▶ [DIRECTION]:
Arrange the listing below as a Markdown table with the columns Row and Line, giving each nonblank line its own numbered row and leaving out blank lines.

Point labels for objects
====================

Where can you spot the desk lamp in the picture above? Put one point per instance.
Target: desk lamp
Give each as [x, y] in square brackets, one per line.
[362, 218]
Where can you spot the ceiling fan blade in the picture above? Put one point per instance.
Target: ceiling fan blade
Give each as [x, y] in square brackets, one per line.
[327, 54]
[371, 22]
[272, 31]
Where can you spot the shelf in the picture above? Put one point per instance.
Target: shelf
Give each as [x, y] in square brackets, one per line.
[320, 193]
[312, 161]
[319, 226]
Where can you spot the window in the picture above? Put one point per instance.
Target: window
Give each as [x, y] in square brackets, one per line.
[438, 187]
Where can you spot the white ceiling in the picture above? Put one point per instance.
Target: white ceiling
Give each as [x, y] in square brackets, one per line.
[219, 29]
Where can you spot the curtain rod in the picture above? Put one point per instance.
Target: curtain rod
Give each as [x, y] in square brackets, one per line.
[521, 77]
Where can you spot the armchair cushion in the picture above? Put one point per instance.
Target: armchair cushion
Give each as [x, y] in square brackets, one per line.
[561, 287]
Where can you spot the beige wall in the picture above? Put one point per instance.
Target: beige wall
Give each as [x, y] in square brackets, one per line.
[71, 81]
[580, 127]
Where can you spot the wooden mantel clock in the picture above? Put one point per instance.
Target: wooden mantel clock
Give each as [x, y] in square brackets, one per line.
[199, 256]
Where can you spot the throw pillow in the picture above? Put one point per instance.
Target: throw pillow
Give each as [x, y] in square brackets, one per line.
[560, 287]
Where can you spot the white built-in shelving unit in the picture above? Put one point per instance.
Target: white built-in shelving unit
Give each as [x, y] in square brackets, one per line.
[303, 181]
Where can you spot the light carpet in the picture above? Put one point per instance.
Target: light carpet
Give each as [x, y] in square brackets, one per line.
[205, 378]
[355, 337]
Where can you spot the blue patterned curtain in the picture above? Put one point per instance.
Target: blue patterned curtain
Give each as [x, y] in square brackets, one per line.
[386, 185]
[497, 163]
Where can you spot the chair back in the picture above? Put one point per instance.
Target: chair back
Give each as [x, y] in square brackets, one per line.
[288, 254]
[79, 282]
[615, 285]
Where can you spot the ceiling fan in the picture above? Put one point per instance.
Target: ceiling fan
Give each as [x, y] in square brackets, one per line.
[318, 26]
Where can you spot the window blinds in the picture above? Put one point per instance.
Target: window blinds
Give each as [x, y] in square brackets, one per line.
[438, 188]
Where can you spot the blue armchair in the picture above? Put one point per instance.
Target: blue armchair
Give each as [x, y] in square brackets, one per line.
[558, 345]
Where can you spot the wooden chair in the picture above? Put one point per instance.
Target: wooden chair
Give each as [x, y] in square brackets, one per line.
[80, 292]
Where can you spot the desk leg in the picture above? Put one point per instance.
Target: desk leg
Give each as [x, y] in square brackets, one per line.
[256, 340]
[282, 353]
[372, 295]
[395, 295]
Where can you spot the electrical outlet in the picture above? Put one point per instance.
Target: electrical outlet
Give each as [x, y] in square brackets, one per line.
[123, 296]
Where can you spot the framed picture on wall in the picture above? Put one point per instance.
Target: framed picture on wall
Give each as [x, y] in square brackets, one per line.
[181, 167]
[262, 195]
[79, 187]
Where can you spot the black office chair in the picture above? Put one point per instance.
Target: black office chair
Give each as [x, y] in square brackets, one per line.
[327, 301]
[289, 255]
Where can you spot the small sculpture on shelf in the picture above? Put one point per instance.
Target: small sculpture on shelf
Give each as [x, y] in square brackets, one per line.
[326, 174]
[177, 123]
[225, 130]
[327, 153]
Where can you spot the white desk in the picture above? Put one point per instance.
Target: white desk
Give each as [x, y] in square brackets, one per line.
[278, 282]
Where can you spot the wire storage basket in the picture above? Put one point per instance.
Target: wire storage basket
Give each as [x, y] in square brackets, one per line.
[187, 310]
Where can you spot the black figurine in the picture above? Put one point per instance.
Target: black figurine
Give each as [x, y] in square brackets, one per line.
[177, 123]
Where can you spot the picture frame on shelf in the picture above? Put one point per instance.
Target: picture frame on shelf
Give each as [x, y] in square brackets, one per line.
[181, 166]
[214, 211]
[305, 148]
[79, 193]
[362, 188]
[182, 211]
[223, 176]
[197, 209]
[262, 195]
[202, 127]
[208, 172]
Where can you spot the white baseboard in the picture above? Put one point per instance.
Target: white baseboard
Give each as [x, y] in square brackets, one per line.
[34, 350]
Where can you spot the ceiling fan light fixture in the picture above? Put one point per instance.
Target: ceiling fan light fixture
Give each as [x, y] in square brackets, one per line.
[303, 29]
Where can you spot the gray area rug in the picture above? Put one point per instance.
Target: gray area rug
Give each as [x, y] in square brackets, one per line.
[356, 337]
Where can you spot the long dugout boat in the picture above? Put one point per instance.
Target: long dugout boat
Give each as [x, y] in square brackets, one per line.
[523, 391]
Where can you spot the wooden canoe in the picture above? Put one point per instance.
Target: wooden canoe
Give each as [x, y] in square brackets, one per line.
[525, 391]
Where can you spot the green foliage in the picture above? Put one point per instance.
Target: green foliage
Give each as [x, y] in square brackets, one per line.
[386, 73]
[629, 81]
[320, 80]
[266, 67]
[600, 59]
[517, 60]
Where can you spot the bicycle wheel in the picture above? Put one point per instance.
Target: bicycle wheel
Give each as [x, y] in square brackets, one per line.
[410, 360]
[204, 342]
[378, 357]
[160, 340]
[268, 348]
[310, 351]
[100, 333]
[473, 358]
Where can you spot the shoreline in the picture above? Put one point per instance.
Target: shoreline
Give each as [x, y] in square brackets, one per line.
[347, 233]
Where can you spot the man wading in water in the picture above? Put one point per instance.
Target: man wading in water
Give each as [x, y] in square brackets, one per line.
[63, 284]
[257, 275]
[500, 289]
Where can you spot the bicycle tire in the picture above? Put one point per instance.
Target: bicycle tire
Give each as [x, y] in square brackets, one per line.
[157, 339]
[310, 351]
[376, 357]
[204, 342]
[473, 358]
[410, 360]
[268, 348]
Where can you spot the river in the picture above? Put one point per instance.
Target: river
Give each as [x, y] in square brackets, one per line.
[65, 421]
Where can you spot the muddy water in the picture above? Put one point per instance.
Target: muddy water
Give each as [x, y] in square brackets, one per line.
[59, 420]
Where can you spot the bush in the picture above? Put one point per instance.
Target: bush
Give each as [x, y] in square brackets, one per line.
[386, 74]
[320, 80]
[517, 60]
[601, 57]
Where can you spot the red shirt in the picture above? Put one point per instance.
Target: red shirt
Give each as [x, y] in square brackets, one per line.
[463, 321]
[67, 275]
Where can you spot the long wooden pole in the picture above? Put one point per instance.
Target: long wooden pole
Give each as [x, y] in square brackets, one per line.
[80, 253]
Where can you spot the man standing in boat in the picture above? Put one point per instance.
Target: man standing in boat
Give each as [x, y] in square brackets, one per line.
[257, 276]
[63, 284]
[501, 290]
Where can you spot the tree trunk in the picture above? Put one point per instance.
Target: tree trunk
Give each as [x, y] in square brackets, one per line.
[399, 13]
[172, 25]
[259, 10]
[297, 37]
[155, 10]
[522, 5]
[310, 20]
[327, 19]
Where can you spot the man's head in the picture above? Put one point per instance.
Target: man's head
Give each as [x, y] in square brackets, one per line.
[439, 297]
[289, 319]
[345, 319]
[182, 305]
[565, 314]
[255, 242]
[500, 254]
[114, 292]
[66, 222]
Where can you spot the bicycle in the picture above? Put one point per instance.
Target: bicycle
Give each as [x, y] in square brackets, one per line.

====================

▶ [FINISHED EXERCISE]:
| Row | Line |
|---|---|
| 1 | Where can you spot the desk lamp in the picture above? Put one point per instance. |
| 2 | Target: desk lamp |
| 3 | Give each as [x, y] in square brackets, one per line. |
| 4 | [362, 218] |
| 5 | Where can you spot the ceiling fan blade in the picture above? Put one point per instance. |
| 6 | Target: ceiling fan blade |
| 7 | Give each as [x, y] in square brackets, one per line. |
| 8 | [327, 54] |
| 9 | [371, 22] |
| 10 | [272, 31] |
| 11 | Where can you spot the shelf in the picture above? Put one point per instance. |
| 12 | Target: shelf |
| 13 | Give each as [x, y] in square brackets, one per line. |
| 14 | [320, 193] |
| 15 | [312, 161] |
| 16 | [319, 226] |
| 17 | Where can you spot the window in the picture above? Put one point per instance. |
| 18 | Target: window |
| 19 | Give each as [x, y] in square brackets, one per line. |
| 20 | [438, 187] |
| 21 | Where can you spot the white ceiling in the picture above? Put one point per instance. |
| 22 | Target: white ceiling |
| 23 | Give each as [x, y] in square brackets, one per line. |
| 24 | [219, 29] |
| 25 | Where can you spot the curtain rod in the picture above? Put one point per instance. |
| 26 | Target: curtain rod |
| 27 | Give each as [x, y] in square brackets, one per line. |
| 28 | [521, 77] |
| 29 | Where can you spot the armchair cushion in the picture above? Put one point per instance. |
| 30 | Target: armchair cushion |
| 31 | Give each as [x, y] in square brackets, one per line. |
| 32 | [561, 287] |
| 33 | Where can you spot the beige wall in the picture above? Put one point per instance. |
| 34 | Target: beige wall |
| 35 | Give each as [x, y] in square brackets, one per line. |
| 36 | [71, 81] |
| 37 | [580, 127] |
| 38 | Where can you spot the wooden mantel clock in the picture above? Put one point per instance. |
| 39 | Target: wooden mantel clock |
| 40 | Give each as [x, y] in square brackets, one per line. |
| 41 | [199, 256] |
| 42 | Where can you spot the throw pillow in the picture above? Put one point per instance. |
| 43 | Target: throw pillow |
| 44 | Give each as [x, y] in square brackets, one per line. |
| 45 | [560, 287] |
| 46 | Where can you spot the white built-in shelving unit in the picture above? Put one point per instance. |
| 47 | Target: white built-in shelving unit |
| 48 | Give each as [x, y] in square brackets, one per line. |
| 49 | [303, 181] |
| 50 | Where can you spot the light carpet in the picture above? Put one point per instance. |
| 51 | Target: light carpet |
| 52 | Give each as [x, y] in square brackets, one per line. |
| 53 | [205, 378] |
| 54 | [355, 337] |
| 55 | Where can you spot the blue patterned curtain in the picture above? Put one point per instance. |
| 56 | Target: blue patterned curtain |
| 57 | Give each as [x, y] in square brackets, one per line. |
| 58 | [386, 185] |
| 59 | [497, 163] |
| 60 | Where can you spot the chair back in the picture above? Put one point per instance. |
| 61 | Target: chair back |
| 62 | Give each as [x, y] in square brackets, one per line. |
| 63 | [288, 254] |
| 64 | [79, 282] |
| 65 | [615, 285] |
| 66 | Where can you spot the ceiling fan in the picture above? Put one point per instance. |
| 67 | Target: ceiling fan |
| 68 | Give each as [x, y] in square brackets, one per line. |
| 69 | [318, 26] |
| 70 | Where can you spot the window blinds in the picture above? Put one point per instance. |
| 71 | Target: window blinds |
| 72 | Give each as [x, y] in square brackets, one per line. |
| 73 | [438, 188] |
| 74 | Where can you spot the blue armchair in the picture above? Put one point per instance. |
| 75 | Target: blue armchair |
| 76 | Give each as [x, y] in square brackets, one per line. |
| 77 | [558, 345] |
| 78 | Where can you spot the wooden chair in the picture above? Put one point per instance. |
| 79 | Target: wooden chair |
| 80 | Give each as [x, y] in square brackets, one per line. |
| 81 | [80, 292] |
| 82 | Where can you spot the desk leg in the picture above? Put one point per instance. |
| 83 | Target: desk leg |
| 84 | Give each as [x, y] in square brackets, one per line. |
| 85 | [256, 340] |
| 86 | [282, 353] |
| 87 | [372, 295] |
| 88 | [395, 295] |
| 89 | Where can you spot the electrical outlet in the picture above? Put one point per instance. |
| 90 | Target: electrical outlet |
| 91 | Give each as [x, y] in square brackets, one per line. |
| 92 | [123, 296] |
| 93 | Where can you spot the framed picture on wall in the picture above? Put one point per instance. |
| 94 | Target: framed picture on wall |
| 95 | Give each as [x, y] in square brackets, one per line. |
| 96 | [181, 167] |
| 97 | [262, 195] |
| 98 | [79, 187] |
| 99 | Where can you spot the black office chair in the picture above? Put one point per instance. |
| 100 | Target: black office chair |
| 101 | Give each as [x, y] in square brackets, one per line. |
| 102 | [327, 301] |
| 103 | [289, 255] |
| 104 | Where can you spot the small sculpture on shelf in the picture above? Put one point per instance. |
| 105 | Target: small sculpture on shelf |
| 106 | Give each as [x, y] in square brackets, one per line. |
| 107 | [326, 174] |
| 108 | [177, 123] |
| 109 | [225, 130] |
| 110 | [327, 153] |
| 111 | Where can you spot the white desk in the picture above? Put one point per instance. |
| 112 | Target: white desk |
| 113 | Give each as [x, y] in square brackets, one per line. |
| 114 | [278, 282] |
| 115 | Where can you spot the wire storage basket in the picture above? Put one point per instance. |
| 116 | Target: wire storage basket |
| 117 | Give each as [x, y] in square brackets, one per line. |
| 118 | [187, 310] |
| 119 | Where can you spot the black figurine in the picture above? Put one point per instance. |
| 120 | Target: black figurine |
| 121 | Give each as [x, y] in square brackets, one per line. |
| 122 | [177, 123] |
| 123 | Where can you spot the picture frame on shelf in the picture above? Put one point per instance. |
| 124 | Target: picture frame on shelf |
| 125 | Give each as [x, y] in square brackets, one per line. |
| 126 | [181, 166] |
| 127 | [214, 211] |
| 128 | [305, 148] |
| 129 | [79, 193] |
| 130 | [362, 188] |
| 131 | [182, 211] |
| 132 | [223, 176] |
| 133 | [197, 209] |
| 134 | [262, 195] |
| 135 | [202, 127] |
| 136 | [208, 172] |
| 137 | Where can you spot the white baseboard in the picture above? Put one point per instance. |
| 138 | Target: white baseboard |
| 139 | Give each as [x, y] in square brackets, one per line. |
| 140 | [34, 350] |
| 141 | Where can you spot the ceiling fan light fixture in the picture above? Put one point per instance. |
| 142 | Target: ceiling fan light fixture |
| 143 | Give each as [x, y] in square brackets, one per line. |
| 144 | [303, 29] |
| 145 | Where can you spot the gray area rug in the picture above? Put one point per instance. |
| 146 | Target: gray area rug |
| 147 | Give each as [x, y] in square brackets, one per line. |
| 148 | [356, 337] |
| 149 | Where can you spot the long dugout boat in the picture above? Put one point per instance. |
| 150 | Target: long dugout boat |
| 151 | Give each as [x, y] in square brackets, one per line. |
| 152 | [523, 391] |
| 153 | Where can you spot the wooden canoe in the picture above? Put one point per instance. |
| 154 | Target: wooden canoe |
| 155 | Give each as [x, y] in square brackets, one per line. |
| 156 | [525, 391] |
| 157 | Where can you spot the green foliage in the picture above? Put one point per instance. |
| 158 | Target: green foliage |
| 159 | Give each as [x, y] in square brackets, one per line. |
| 160 | [386, 73] |
| 161 | [629, 81] |
| 162 | [320, 80] |
| 163 | [266, 67] |
| 164 | [600, 59] |
| 165 | [517, 60] |
| 166 | Where can you spot the bicycle wheel in the picture above? Put one point per instance. |
| 167 | Target: bicycle wheel |
| 168 | Give each as [x, y] in square brackets, one per line. |
| 169 | [410, 360] |
| 170 | [204, 342] |
| 171 | [378, 357] |
| 172 | [160, 340] |
| 173 | [268, 348] |
| 174 | [310, 351] |
| 175 | [100, 333] |
| 176 | [473, 358] |
| 177 | Where can you spot the shoreline in the picture above? Put one point per instance. |
| 178 | Target: shoreline |
| 179 | Give each as [x, y] in square brackets, one per line. |
| 180 | [347, 233] |
| 181 | Where can you spot the man wading in water in the picture above? Put one point per instance. |
| 182 | Target: man wading in water |
| 183 | Give each as [x, y] in square brackets, one per line. |
| 184 | [63, 284] |
| 185 | [257, 275] |
| 186 | [500, 289] |
| 187 | Where can you spot the bicycle tire in the picture above? Put one point per instance. |
| 188 | Target: bicycle tire |
| 189 | Give each as [x, y] in square brackets, one per line. |
| 190 | [157, 339] |
| 191 | [310, 351] |
| 192 | [376, 357] |
| 193 | [204, 342] |
| 194 | [473, 358] |
| 195 | [410, 360] |
| 196 | [268, 348] |
| 197 | Where can you spot the river in the picture above? Put one point per instance. |
| 198 | Target: river |
| 199 | Give each as [x, y] in square brackets, one per line. |
| 200 | [65, 421] |
| 201 | Where can you spot the muddy water in the picture above? Put one point per instance. |
| 202 | Target: muddy water |
| 203 | Give each as [x, y] in square brackets, one per line. |
| 204 | [59, 420] |
| 205 | Where can you spot the bush in the picture above? Put one point per instance. |
| 206 | Target: bush |
| 207 | Give each as [x, y] in square brackets, one per line. |
| 208 | [386, 74] |
| 209 | [320, 80] |
| 210 | [517, 60] |
| 211 | [601, 57] |
| 212 | Where can you spot the red shirt in the picture above? Put one point per instance. |
| 213 | Target: red shirt |
| 214 | Give each as [x, y] in square brackets, one per line. |
| 215 | [463, 321] |
| 216 | [67, 275] |
| 217 | Where can you spot the long wooden pole in the picture above? Put one point per instance. |
| 218 | Target: long wooden pole |
| 219 | Give each as [x, y] in square brackets, one per line. |
| 220 | [80, 253] |
| 221 | Where can you spot the man standing in boat in the picture above? Put one point per instance. |
| 222 | Target: man standing in boat |
| 223 | Give each as [x, y] in square brackets, one per line. |
| 224 | [257, 276] |
| 225 | [63, 284] |
| 226 | [501, 290] |
| 227 | Where can you spot the tree trunk in the picture above? Put one point per instance. |
| 228 | Target: tree trunk |
| 229 | Give each as [x, y] in square brackets, one per line. |
| 230 | [399, 13] |
| 231 | [172, 25] |
| 232 | [259, 10] |
| 233 | [297, 37] |
| 234 | [155, 10] |
| 235 | [522, 5] |
| 236 | [310, 20] |
| 237 | [327, 19] |
| 238 | Where can you spot the man's head in the picture above? Put one point per instance. |
| 239 | Target: man's head |
| 240 | Give each as [x, y] in square brackets, one per line. |
| 241 | [439, 297] |
| 242 | [289, 319] |
| 243 | [345, 319] |
| 244 | [182, 305] |
| 245 | [565, 314] |
| 246 | [255, 242] |
| 247 | [500, 254] |
| 248 | [114, 292] |
| 249 | [66, 222] |
| 250 | Where can you spot the bicycle in the picture above? Put one point per instance. |
| 251 | Target: bicycle |
| 252 | Give each as [x, y] in square brackets, one per line. |